= Objective 1 =
List each line in the records below that contains the string "lace", treating case as significant.

= Source passage =
□ □ □ □
THE SWEEPING CURVE OF TERRACED HOUSES perched on hilltops. Precipitous steps and narrow back alleys. Reflections scribbled on wet slate roofs and rain-soaked tarmacadam. Lampposts, chimneys, television aerials, pollard trees, pithead winding gear and railway signals piercing the skyline. Slagheaps cloaked in dreary rainclouds. Miners changing shift. Old men at gossip. Women shopping and children at play. This was the Rhondda of George Chapman, one of the most remarkable and original British painters of the twentieth century who made a hugely significant contribution to art in Wales as the painter of the south Wales coal-mining valleys.
When Chapman discovered the Rhondda Valley in 1953 at age 47 he was a disillusioned painter who had all but abandoned the search for a subject and means of personal expression through paint. A successful graphic designer working for Shell and London Transport during the 1930s, he had given up commercial art to study painting just before the outbreak of World War II. In 1948 he relocated from London to northwest Essex where he lived at Great Bardfield and became an active member of its thriving artistic community that included Edward Bawden, Michael Rothenstein, Bernard Cheese and John Aldridge. This would be the most productive and rewarding period in his career. After he moved with his wife Kate and their young family in 1960 to a moated house in Norfolk, and four years later to the Georgian seaside town of Aberaeron on the west Wales coast, he missed the Open House exhibitions as well as the friendship and support of like-minded artists.
Kate Chapman gave up a career in art to support her husband and to raise their three children. Born in Norfolk in 1926, Kate (née Ablett) was introduced to Chapman in 1946 at Norwich School of Art where she was a student. They married the following year. Kate painted in the constricted space between family life and her husband’s work. Though she painted portraits of her children and a small number of landscapes, it was fruit and vegetable arrangements that mostly preoccupied her. These apparently simple compositions of fruit, eggs, vegetables, domestic utensils and ornaments are subtle yet complex. What appears at first glance to be a casual juxtaposition of watermelon and knife repays further examination. Kate’s interest in antiques was long standing. In Aberaeron she owned a antique shop where many of her favourite objects found their way into her compositions – a Llanelli plate, Belize porcelain, slag-ware beaker, slipware dish and Victorian glass dome filled with stuffed exotic birds.
George Chapman’s quest for a meaningful subject matter and an idiosyncratic style led him to emulate works by the painters he admired: Daumier, Cézanne, Sickert and artists of the Euston Road school. His study Mr Bone, Butcher of Bardfield tells of his high regard for Chaim Soutine and Georges Rouault, while The Threshing Machine, The Water Bowser and Gors Fach, Pennant see Chapman try his hand at abstraction following a visit to St Ives.
□ □ □ □
= Input rows =

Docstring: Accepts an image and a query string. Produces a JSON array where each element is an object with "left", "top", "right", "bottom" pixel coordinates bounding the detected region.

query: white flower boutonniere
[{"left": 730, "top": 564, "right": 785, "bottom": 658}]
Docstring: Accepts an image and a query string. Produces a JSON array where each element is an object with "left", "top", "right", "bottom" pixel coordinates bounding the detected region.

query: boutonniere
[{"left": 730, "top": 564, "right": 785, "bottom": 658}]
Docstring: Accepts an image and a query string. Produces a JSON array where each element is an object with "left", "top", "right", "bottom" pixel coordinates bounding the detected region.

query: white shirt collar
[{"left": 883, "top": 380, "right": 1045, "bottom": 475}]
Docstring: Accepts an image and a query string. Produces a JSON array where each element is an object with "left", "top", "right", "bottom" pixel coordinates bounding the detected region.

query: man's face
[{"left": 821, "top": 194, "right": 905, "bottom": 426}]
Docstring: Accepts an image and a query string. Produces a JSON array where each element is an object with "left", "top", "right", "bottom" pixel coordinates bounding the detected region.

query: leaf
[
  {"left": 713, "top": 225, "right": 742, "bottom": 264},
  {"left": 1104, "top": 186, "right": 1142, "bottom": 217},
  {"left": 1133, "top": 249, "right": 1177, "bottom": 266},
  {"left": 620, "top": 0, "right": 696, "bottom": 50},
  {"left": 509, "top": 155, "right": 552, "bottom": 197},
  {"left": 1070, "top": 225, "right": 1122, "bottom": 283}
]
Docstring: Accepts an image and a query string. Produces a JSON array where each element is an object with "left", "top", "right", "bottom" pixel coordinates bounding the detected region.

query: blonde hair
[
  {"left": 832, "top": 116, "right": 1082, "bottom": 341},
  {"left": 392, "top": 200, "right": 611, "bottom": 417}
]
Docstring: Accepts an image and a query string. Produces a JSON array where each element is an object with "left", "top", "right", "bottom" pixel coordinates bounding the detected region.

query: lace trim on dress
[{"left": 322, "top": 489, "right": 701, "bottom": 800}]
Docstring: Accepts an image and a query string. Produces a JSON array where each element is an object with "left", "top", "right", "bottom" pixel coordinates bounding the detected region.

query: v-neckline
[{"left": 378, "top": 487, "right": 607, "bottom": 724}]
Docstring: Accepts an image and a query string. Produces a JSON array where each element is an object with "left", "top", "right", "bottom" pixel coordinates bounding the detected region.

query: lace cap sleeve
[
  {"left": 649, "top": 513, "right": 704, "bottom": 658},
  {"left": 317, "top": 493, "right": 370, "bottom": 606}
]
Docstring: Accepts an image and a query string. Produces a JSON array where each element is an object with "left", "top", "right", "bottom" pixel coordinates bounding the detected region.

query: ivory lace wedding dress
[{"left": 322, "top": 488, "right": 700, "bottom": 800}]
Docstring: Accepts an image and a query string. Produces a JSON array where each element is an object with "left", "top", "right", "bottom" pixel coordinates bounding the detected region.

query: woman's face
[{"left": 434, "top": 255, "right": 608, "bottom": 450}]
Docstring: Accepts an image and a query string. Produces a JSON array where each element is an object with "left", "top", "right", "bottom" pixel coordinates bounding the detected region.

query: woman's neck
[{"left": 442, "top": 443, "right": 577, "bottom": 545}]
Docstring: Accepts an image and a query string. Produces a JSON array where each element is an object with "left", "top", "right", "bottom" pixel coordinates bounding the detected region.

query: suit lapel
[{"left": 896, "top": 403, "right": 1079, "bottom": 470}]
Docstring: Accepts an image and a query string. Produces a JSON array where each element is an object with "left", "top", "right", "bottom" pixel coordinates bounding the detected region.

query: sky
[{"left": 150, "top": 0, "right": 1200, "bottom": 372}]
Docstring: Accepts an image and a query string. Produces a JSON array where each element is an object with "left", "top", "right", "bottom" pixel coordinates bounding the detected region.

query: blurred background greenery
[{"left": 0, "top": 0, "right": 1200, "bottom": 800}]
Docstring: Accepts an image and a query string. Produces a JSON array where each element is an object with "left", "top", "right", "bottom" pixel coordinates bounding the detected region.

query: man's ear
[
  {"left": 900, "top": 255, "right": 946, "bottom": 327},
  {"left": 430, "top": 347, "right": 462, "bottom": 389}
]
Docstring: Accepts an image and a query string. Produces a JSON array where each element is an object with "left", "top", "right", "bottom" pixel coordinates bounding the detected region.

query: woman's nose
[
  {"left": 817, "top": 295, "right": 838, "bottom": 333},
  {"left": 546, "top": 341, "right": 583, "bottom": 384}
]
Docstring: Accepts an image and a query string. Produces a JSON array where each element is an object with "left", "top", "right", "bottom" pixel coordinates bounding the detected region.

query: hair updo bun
□ □ □ □
= Objective 2 =
Extend the essay on the painter George Chapman, picking up after its last sentence.

= Response 1 =
query: lace trim on dress
query: lace cap sleeve
query: ivory lace wedding dress

= Response 2 =
During the 1950s and 60s, Chapman staged critically acclaimed solo exhibitions of his mining subjects in London and Cambridge. His paintings were celebrated amid a growing awareness of and interest in the British working classes, made manifest in the work of the so-called ‘Kitchen Sink’ painters, the ‘Angry Young Men’ of literature, and films such as Tony Richardson’s A Taste of Honey. The contrast between the village of Great Bardfield – a quintessentially English mix of medieval, half-timber, thatch and Georgian red-brick properties surrounded by open pastureland – could hardly have been more stark, physically as well as socially, than with the drab mining communities of close-built terraces dwarfed by heavy industry and chapels, enclosed cheek by jowl in the steep-sided, cloud-shrouded valleys that he painted. The period of success Chapman enjoyed, however, was all too short-lived as critics increasingly engaged in the debate surrounding Abstraction, after the Tate Gallery’s 1956 exhibition of American Abstract Expressionism, and Pop Art following the Whitechapel exhibition This is Tomorrow.
Chapman’s experience working for Frank Pick at London Transport and Jack Beddington at Shell, along with his training at the Slade School of Art and the painting school at the Royal College of Art, are manifest in his paintings. The Steps and A Welsh Village exhibit dynamic compositions, sensuous handling of paint and attest to his well-honed sense of design and pattern. The weather also plays an important role in the visual drama of Chapman’s paintings as dense clouds break, the skies open, and daylight – for it is rarely sunlight – silhouettes slag tips on the skyline and reflects on the wet surfaces.
Chapman depicted the people that inhabit this harsh environment with a genuine affection. Neighbours engaged in Welsh Gossip, colliers After the Shift and pedestrians on A Steep Road are integral to its makeup. The artist quickly realised that the old mines that had first attracted him to the valleys ‘had nothing more to say’ to him. It was then, Chapman told Huw Weldon in 1962, that he began to paint a ‘visual novel of the mining valley concentrated entirely on the life that is going on there and describing everything the people are doing’. He displays a genuine empathy with the miners and a community whose economy was dependent on the resources hundreds of metres below their village. His palette of earth colours – greys, greens, browns and black – evoke the austerity of the coal-mining valleys. The paint he applied in thick impasto, then scraped back and scratched, represents the hard labour of the miner.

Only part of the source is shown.